Fiscal 2007 pharmacy same store sales increased 4.4% due to same store prescription growth of 2.0% and an increase in price per prescription. In addition to favorable demographic trends, our script growth was positively impacted by Medicare Part D and by initiatives such as our focus on customer satisfaction, prescription file buys, our senior loyalty program, our health condition programs and the new and relocated store program. These items were partially offset by an increase in generic sales, a milder cough, cold and flu season and lower reimbursement rates, including lower reimbursement rates from the Medicare Part D program.

Fiscal 2007 front-end same store sales increased 1.9%, primarily as a result of strong performance in core categories, such as over-the-counter and health and beauty and an increase in sales driven by promotional activities. These items were partially offset primarily by a decrease in photo and film sales and a milder cough, cold and flu season.

Cost of Goods Sold

Gross margin rate was 27.3% for fiscal 2008 compared to 26.9% in fiscal 2007. The improvement in gross margin rate was driven by an improvement in pharmacy gross margin rates, front end gross margin rates, and a lower LIFO charge than the prior year. The improvement in the pharmacy gross margin rate was primarily due to an increase in the percentage of generic drugs sold and a lower cost of generics partially offset by lower reimbursement rates and an increase in Medicare Part D sales as a percentage of total pharmacy sales. The improvement in the front-end gross margin rate was primarily due to an increase in vendor promotional support. The reduction in LIFO charges was primarily due to lower pharmacy product inflation than in the prior year. These improvements were partially offset by an increase in distribution expense as a percentage of sales, due to higher fuel costs and increases in other expenses not offset by productivity improvements.

Gross margin rate was 26.9% for fiscal 2007 compared to 27.2% in fiscal 2006. Gross margin rate was primarily negatively impacted by a decline in front-end gross margin rate, which was caused by a higher mix of promotional sales and a reduction in photo and film gross profit. Gross margin rate was also negatively impacted by the recording of a LIFO charge of $43.0 million in fiscal 2007 compared to a $32.2 million charge in fiscal 2006. Our pharmacy gross profit had a slight positive contribution to consolidated gross margin rate due to the increase in sales. However, our pharmacy gross margin rate was down slightly. Although there was an increase in generic prescriptions and a reduction in pharmacy shrink, these positive factors were offset by a reduction in reimbursement rates, particularly from Medicare Part D prescriptions.

We use the last-in, first-out (LIFO) method of inventory valuation. The LIFO charge was $16.1 million in fiscal 2008, $43.0 million in fiscal 2007 and $32.2 million in fiscal 2006.

Selling, General and Administrative Expenses

SG&A for fiscal 2008 was 26.2% as a percentage of revenue, compared to 25.0% in fiscal 2007. The increase in SG&A as a percentage of revenues was primarily due to an increase in expenses related to the integration of the Brooks Eckerd stores and distribution centers, an increase in depreciation and amortization expense related primarily to increased intangible assets resulting from the preliminary allocation of the purchase price of Brooks Eckerd and an increase in rent and occupancy expense from new and relocated stores and the sale and leaseback of owned stores. These increases were partially offset by expense control in other expense categories. We will continue to incur expenses related to the integration of the Brooks Eckerd stores in fiscal 2009.

=== Entries provided ===

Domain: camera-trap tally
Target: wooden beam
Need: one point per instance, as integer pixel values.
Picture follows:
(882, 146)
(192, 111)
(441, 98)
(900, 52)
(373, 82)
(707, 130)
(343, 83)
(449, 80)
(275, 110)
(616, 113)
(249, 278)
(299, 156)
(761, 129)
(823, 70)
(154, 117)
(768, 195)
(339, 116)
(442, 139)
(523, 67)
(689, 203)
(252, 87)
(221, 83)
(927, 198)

---

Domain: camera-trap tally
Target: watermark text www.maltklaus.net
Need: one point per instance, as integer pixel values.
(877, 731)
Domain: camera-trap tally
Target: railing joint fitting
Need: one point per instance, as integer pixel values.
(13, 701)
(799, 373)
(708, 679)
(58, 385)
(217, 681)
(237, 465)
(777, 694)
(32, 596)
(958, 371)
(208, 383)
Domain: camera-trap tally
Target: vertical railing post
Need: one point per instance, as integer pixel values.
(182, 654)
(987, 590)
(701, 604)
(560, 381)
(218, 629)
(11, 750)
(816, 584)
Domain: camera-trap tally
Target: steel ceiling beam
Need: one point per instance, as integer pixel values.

---

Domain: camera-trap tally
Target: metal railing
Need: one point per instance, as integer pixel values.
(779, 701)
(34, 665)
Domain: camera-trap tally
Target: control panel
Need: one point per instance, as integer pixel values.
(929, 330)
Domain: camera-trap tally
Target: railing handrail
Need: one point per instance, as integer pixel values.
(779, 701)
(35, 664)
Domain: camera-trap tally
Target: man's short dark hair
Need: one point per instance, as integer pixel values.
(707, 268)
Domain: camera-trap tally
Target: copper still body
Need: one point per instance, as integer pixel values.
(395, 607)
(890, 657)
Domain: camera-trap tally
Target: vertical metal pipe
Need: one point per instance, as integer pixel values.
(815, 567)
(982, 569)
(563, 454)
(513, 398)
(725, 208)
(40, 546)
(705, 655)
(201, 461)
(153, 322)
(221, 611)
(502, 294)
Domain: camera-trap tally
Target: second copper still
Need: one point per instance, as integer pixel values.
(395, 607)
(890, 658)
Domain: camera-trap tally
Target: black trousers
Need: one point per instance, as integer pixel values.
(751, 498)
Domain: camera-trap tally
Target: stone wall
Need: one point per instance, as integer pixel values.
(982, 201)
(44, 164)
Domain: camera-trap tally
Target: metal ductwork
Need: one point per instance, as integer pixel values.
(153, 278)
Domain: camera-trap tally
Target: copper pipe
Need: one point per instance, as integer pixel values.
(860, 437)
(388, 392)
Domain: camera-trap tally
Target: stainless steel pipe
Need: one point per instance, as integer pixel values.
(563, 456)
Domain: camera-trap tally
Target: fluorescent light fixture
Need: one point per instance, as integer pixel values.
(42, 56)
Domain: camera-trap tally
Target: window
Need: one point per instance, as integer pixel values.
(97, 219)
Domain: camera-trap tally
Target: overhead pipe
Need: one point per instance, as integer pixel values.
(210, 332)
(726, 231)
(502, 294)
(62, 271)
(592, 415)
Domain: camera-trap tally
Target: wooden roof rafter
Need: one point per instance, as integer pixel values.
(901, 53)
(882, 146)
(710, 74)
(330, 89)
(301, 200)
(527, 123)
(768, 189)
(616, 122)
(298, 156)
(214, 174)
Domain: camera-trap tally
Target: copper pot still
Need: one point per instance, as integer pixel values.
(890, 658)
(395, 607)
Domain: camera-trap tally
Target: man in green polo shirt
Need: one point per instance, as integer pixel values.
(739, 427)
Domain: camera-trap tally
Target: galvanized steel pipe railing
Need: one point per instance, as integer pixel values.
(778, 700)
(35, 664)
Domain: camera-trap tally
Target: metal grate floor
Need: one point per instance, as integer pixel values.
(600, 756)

=== Required work ===
A - According to the financial excerpt, what was the LIFO charge in fiscal 2008?
B - Copy the financial excerpt from "We use the last-in, first-out" to "million in fiscal 2006.", and swap "inventory valuation" for "inventory costing".

=== Solutions below ===
A - $16.1 million

B -
We use the last-in, first-out (LIFO) method of inventory costing. The LIFO charge was $16.1 million in fiscal 2008, $43.0 million in fiscal 2007 and $32.2 million in fiscal 2006.